WORK TASK
I need all of the entries printed exactly.

Source records

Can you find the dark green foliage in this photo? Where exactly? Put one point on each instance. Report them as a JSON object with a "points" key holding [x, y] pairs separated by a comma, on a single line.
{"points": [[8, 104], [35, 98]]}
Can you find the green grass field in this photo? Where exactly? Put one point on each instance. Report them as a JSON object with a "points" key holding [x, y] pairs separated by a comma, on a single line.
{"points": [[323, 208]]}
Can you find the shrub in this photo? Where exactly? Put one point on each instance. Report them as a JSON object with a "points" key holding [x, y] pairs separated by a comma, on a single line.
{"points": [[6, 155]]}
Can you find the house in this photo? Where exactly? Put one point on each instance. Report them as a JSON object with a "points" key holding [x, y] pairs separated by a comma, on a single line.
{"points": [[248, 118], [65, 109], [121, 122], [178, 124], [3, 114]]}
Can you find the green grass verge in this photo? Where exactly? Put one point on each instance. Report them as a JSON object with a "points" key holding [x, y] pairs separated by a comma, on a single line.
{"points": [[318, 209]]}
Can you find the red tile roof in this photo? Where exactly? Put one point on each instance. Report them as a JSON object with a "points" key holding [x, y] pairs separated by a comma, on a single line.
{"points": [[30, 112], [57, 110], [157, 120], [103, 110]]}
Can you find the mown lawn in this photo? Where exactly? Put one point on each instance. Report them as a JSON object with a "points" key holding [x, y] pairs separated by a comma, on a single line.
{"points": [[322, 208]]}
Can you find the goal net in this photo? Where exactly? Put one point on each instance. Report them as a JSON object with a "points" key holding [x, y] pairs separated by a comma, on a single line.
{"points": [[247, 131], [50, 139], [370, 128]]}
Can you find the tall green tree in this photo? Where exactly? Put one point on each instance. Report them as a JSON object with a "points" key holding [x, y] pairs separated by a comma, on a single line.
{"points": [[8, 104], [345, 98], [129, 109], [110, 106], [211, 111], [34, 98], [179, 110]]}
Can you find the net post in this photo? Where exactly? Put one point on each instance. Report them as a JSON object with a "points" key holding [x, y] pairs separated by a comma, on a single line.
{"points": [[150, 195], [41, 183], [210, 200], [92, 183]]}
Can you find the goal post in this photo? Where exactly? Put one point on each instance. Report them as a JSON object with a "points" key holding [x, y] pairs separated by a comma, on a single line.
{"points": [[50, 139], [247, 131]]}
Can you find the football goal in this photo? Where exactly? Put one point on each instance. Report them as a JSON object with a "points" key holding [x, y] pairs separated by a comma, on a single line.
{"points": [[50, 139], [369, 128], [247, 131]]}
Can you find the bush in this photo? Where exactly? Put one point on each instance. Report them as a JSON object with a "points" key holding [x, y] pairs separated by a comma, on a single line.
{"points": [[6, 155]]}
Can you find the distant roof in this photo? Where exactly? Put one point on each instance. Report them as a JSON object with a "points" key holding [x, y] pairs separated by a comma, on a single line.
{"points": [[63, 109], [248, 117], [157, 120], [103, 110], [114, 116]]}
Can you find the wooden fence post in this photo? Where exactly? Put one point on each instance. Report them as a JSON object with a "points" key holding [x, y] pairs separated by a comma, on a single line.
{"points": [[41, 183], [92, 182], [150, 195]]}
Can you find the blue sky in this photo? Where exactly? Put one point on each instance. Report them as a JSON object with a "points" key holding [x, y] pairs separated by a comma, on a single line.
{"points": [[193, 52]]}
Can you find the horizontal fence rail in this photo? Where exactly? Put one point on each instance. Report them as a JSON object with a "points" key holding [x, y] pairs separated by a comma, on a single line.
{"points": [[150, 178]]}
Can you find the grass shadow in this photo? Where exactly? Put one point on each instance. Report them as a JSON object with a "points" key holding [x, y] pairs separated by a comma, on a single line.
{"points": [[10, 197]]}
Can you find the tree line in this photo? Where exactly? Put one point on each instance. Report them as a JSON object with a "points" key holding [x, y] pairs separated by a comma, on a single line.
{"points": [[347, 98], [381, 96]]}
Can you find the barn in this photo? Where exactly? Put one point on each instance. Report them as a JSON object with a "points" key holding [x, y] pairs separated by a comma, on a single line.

EXERCISE RESULT
Can you find the dark green foliage in this photo? Where exactly? Put one point on each instance. Report them as a JSON object with a "points" key holding [x, y] pairs separated by a comma, on a single line.
{"points": [[8, 104], [35, 98]]}
Can you find the green grass field in this photo? Where exactly? Put one point on each instance. Report them as a JSON object with a "points" key holding [x, y] pairs separated by a comma, on a single line.
{"points": [[323, 208]]}
Can you find the shrub in this photo? Where exactly? Put one point on each instance. Report them as a JSON object with a "points" key holding [x, y] pairs separated by a comma, on a single line.
{"points": [[6, 155]]}
Can you find the house in this photo? Where exactly? Put one point on each instance. Report them as a JSON object with a "points" key holding [x, y] pairs separated by a comma, on a single line.
{"points": [[248, 118], [65, 109], [121, 122], [178, 124], [3, 114]]}
Can you find the green grass verge in this photo? Where exactly? Put one point on each instance. Report them as a JSON object with a "points" key holding [x, y] pairs separated by a comma, on a single line.
{"points": [[318, 209]]}
Can you find the red tile roof in this photo? Where exactly? Put one point on each instance. Report them as a JSON object with a "points" key holding [x, y] pairs separated by a comma, on a single line.
{"points": [[30, 112], [57, 110], [157, 120], [103, 110]]}
Can you find the mown lawn in this photo? Where exactly? Put one point on each instance. Report them as a JSON object with a "points" key holding [x, y] pairs separated by a comma, on a single line.
{"points": [[322, 208]]}
Can you find the goal net in this photo? Where exactly? Put one point on each instance. Report them as a JSON object with a "points" key holding [x, y] pairs separated by a comma, on a single line.
{"points": [[247, 131], [50, 139], [370, 128]]}
Can you find the tall green tree in this photo? Where exactly? Put one point on each instance. Report them as a JSON object with a "points" key holding [x, y] pairs separated by a comma, on a single line.
{"points": [[8, 104], [345, 98], [129, 109], [110, 106], [211, 111], [34, 98], [179, 110]]}
Can you find the net post in this photo? Where exactly? Put one point on each instance. Report them as a JSON object with a "points" key holding [x, y] pairs separated by a comma, on a single line.
{"points": [[150, 195], [41, 183], [210, 200], [92, 183]]}
Can you find the goal post in this photo? Where exactly? Put one point on each instance. Report them as a JSON object with a "points" key holding [x, y] pairs separated by a comma, on a single line.
{"points": [[50, 139], [247, 131]]}
Can you find the football goal in this photo? Where exactly? Put one point on each instance. Report them as a JSON object with a "points" key holding [x, y] pairs separated by a comma, on a single line.
{"points": [[50, 139], [369, 128], [247, 131]]}
Can you find the bush in this photo? Where exactly? Put one point on each instance. Report them as a JSON object with a "points" key holding [x, y] pairs separated by a comma, on a single line.
{"points": [[6, 155]]}
Can you find the distant roof in this photo? Where exactly? Put one point on each instance. Report them as a JSON object with a "points" key holding [x, y] pairs separated by a comma, on a single line.
{"points": [[63, 109], [248, 117], [157, 120], [103, 110], [114, 116]]}
Can you find the wooden fence post in this photo? Where exactly? Put one point on each instance. Report them as a JSON object with a "points" key holding [x, y] pairs separated by a comma, on a single line.
{"points": [[41, 183], [92, 182], [150, 195]]}
Can you find the blue sky in this photo? Where exactly? Put one point on each instance. Report them as a JSON object with a "points" key holding [x, y] pairs separated by a comma, on a single line.
{"points": [[193, 52]]}
Can you find the horizontal fence rail in this photo? Where exactly? Put one point on each instance. Report them as a JSON object with a "points" key holding [x, y] pairs separated by a comma, on a single line.
{"points": [[150, 178]]}
Can you find the grass shadow in this photo? Where exactly? Put one point on each instance. Report them as a JSON object with a "points" key holding [x, y] pairs separated by a comma, on a single line.
{"points": [[10, 197]]}
Can you find the tree line in this photo? Where exactly? Put one point on each instance. Report them as a JSON object with a "points" key holding [x, y] pairs separated by a comma, on a single line.
{"points": [[347, 98], [381, 96]]}
Can you find the barn in this photo? Where exactly? Put one point on each instance. Report them as a JSON object with a "points" key holding [x, y] pairs separated by a comma, on a single line.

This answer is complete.